──────── Passage given ────────
FPC Must License Steam Plants Using Federal "Surplus Water," Court of Appeals Rules

January 1974
Citation:
4
ELR 10008
Issue
1

To citizens who perceive the government's regulatory agencies as invariably bent on aggrandizing their power, it may come as a surprise to learn that these agencies have sometimes opposed efforts to make them assume new authority. The Federal Power Commission is one of these; for more than half a century, it has resisted attempts to expand its jurisdiction. On November 9, 1973, however, in a decision with major significance for the future of this country's water resources, the FPC lost—for the time being at least—its battle to avoid taking jurisdiction over thermal-electric power plants ("steam plants") that utilize surplus water from federal projects for their operations.
──────── Dataset content ────────
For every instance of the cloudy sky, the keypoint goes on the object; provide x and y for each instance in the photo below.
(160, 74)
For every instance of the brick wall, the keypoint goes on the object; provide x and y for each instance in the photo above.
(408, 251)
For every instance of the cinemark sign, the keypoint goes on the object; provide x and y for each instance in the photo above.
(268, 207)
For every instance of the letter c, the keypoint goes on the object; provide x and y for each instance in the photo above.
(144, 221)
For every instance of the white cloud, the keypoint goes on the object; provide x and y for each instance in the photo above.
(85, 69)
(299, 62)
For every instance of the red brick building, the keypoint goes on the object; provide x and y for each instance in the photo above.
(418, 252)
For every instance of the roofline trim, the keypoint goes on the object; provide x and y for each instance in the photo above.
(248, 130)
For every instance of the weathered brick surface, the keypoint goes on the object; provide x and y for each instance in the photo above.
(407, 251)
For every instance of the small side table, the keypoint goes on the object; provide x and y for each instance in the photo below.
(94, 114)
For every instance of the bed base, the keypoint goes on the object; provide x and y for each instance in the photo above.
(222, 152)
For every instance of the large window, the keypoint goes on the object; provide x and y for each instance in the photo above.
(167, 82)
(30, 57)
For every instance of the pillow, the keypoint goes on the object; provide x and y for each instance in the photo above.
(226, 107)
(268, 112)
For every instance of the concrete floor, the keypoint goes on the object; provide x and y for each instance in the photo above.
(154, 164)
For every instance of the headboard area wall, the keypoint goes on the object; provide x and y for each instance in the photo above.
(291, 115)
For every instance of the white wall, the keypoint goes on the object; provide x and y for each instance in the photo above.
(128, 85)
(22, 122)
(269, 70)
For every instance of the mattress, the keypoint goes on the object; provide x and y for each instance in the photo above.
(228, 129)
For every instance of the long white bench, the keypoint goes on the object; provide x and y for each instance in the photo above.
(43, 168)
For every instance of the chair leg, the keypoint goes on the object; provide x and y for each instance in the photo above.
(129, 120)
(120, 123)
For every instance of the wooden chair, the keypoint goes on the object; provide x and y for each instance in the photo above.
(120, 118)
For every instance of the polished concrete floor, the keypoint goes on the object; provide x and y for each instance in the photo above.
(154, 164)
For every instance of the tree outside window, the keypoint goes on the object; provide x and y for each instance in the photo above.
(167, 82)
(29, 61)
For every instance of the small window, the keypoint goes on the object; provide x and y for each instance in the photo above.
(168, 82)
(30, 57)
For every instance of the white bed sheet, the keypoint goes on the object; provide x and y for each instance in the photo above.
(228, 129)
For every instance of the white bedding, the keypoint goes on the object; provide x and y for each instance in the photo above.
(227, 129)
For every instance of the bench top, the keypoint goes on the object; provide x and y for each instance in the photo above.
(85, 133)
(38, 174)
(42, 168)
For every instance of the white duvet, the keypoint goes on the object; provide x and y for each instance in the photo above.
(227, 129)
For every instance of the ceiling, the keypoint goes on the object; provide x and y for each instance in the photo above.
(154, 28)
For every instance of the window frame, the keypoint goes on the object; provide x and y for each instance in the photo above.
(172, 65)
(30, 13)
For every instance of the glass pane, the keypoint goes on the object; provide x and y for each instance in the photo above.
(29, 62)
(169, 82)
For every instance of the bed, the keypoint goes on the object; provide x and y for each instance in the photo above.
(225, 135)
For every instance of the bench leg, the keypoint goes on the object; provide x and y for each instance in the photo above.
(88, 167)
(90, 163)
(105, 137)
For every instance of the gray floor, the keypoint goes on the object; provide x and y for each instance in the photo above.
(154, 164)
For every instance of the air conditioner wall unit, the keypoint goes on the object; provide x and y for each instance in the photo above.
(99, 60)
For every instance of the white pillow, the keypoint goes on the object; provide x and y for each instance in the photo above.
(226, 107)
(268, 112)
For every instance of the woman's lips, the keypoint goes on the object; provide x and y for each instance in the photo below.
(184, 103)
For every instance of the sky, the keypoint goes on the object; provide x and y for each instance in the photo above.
────────
_Short exercise A_.
In the article on the FPC steam plant ruling, on what date did the Federal Power Commission lose its battle to avoid jurisdiction over steam plants using federal surplus water?
_Short exercise B_.
Write the next part of the article on the FPC steam plant ruling, continuing after its final sentence.
These entries are not needed for the work here.

_Expected answer A_.
November 9, 1973.

_Expected answer B_.
The ruling came on a suit filed by two Indian tribes, several individual residents of the Navajo reservation, the Sierra Club, and the Committee to Save Black Mesa. In a lengthy opinion reviewing the piecemeal growth of federal control over electric power, the D.C. Circuit Court of Appeals held that the FPC erred in dismissing the petitioners' complaint, and remanded the case to the agency for further proceedings.1 Both the FPC and the plaintiffs have filed petitions for rehearing en banc. The agency continues to deny that it has any jurisdiction over steam plants, while the plaintiffs assert that the decision should apply to all steam plants, not merely those using surplus water. In addition, the plaintiffs seek clarification of the immediate effects of the decision on the six power plants at issue in the litigation.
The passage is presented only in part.